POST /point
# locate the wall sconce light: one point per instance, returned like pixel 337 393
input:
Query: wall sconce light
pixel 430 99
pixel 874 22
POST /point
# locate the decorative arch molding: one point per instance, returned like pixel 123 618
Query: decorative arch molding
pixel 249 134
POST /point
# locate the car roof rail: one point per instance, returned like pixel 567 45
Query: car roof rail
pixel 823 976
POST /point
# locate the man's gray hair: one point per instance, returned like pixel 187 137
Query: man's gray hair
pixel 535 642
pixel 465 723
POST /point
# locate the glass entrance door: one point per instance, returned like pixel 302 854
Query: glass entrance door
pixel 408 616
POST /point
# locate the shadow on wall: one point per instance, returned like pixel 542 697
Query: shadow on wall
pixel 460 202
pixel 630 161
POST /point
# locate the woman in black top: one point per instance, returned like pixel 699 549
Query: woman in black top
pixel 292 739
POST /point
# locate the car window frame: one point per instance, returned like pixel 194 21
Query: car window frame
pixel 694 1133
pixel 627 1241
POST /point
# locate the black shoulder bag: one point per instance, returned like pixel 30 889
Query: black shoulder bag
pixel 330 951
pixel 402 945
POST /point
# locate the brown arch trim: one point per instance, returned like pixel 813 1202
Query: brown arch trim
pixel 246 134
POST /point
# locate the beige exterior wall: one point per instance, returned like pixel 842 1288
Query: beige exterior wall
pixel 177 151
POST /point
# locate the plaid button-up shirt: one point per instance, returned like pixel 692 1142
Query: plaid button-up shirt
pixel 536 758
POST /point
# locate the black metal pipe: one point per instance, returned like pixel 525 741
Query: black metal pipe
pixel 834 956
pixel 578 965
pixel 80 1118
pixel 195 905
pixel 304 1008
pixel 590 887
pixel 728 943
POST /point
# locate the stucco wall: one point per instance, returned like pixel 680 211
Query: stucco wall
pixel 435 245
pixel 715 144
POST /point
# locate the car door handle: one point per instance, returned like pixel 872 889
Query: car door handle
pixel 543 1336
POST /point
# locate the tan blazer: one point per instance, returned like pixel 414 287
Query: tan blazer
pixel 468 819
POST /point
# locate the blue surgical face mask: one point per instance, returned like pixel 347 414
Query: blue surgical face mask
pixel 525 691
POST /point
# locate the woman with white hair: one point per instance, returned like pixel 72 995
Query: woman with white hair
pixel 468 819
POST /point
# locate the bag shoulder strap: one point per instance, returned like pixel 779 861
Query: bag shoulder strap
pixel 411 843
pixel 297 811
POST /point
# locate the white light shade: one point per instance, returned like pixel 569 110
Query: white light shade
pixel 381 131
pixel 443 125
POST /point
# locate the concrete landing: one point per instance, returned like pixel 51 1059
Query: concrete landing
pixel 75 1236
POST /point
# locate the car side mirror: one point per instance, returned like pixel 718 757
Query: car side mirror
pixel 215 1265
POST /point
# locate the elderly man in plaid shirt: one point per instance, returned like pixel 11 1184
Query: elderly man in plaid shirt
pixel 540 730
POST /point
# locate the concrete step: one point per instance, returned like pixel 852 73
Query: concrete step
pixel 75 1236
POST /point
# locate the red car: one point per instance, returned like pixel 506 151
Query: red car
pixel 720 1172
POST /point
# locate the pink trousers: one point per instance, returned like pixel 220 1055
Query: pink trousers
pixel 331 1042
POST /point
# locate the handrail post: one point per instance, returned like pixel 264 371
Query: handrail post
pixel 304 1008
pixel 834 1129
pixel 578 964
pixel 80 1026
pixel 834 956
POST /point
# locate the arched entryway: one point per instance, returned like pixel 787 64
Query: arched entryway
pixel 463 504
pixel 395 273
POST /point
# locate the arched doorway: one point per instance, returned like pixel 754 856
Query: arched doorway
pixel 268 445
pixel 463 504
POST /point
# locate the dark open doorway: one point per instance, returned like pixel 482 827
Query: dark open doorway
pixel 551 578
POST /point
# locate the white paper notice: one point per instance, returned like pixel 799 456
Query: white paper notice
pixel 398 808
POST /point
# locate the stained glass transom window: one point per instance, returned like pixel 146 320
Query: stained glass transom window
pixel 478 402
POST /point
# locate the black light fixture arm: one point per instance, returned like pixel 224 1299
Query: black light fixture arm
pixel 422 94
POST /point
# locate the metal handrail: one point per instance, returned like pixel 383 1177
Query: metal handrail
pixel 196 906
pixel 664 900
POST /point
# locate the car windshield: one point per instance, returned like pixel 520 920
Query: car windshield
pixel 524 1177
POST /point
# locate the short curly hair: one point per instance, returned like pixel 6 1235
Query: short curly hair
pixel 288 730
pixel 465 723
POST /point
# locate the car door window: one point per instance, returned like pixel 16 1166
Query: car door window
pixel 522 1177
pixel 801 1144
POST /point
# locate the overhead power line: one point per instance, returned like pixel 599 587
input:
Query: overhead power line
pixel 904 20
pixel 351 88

######

> _TASK BRIEF_:
Beginning with the line that contains "Query: white paper notice", return every line to the end of the listing, unchanged, and nothing else.

> _WRITTEN REPLY_:
Query: white paper notice
pixel 398 808
POST /point
# locate the stained glass transom window: one point per instance, returned like pixel 146 320
Query: stained glass transom window
pixel 478 402
POST /point
# locate the black light fixture arm: one point per instance, returned like pixel 224 1299
Query: black light fixture arm
pixel 422 94
POST /point
# locate the metal handrail: one point per instance, returned like pixel 383 1177
Query: metal handrail
pixel 196 906
pixel 664 900
POST /point
# locate the car windshield: one point per instance, returned like pixel 520 920
Query: car windshield
pixel 524 1177
POST /point
# locate the short curly hair: one point per instance, returned like pixel 6 1235
Query: short curly hair
pixel 288 730
pixel 465 723
POST /point
# locate the car door window: one point per instance, returned like pixel 16 1166
Query: car door window
pixel 522 1177
pixel 801 1144
POST /point
# locate the overhead power line: one point per instance, returned like pixel 599 587
input:
Query: overhead power line
pixel 904 20
pixel 351 88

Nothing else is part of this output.